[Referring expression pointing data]
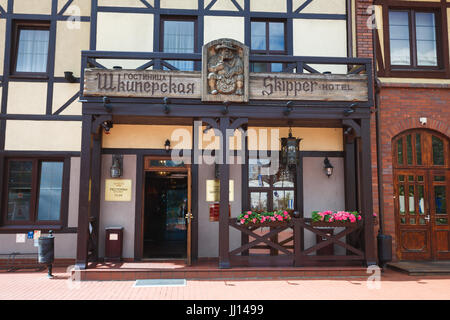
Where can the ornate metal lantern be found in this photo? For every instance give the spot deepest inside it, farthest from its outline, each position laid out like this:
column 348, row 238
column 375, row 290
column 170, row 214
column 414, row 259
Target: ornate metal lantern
column 117, row 166
column 328, row 167
column 290, row 148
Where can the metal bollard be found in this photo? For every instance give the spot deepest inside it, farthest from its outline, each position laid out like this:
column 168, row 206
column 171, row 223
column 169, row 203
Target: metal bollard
column 46, row 252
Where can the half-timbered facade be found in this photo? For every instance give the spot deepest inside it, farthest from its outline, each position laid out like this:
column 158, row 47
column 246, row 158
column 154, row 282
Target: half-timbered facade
column 98, row 95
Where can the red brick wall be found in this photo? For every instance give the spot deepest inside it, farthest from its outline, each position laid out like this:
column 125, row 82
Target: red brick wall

_Exercise aim_
Using the data above, return every line that contains the string "brick".

_Output below_
Where can the red brick wall be found in this photo? For every instance give the spot deepest inside it, farthest from its outline, each position laid out like this:
Target: red brick wall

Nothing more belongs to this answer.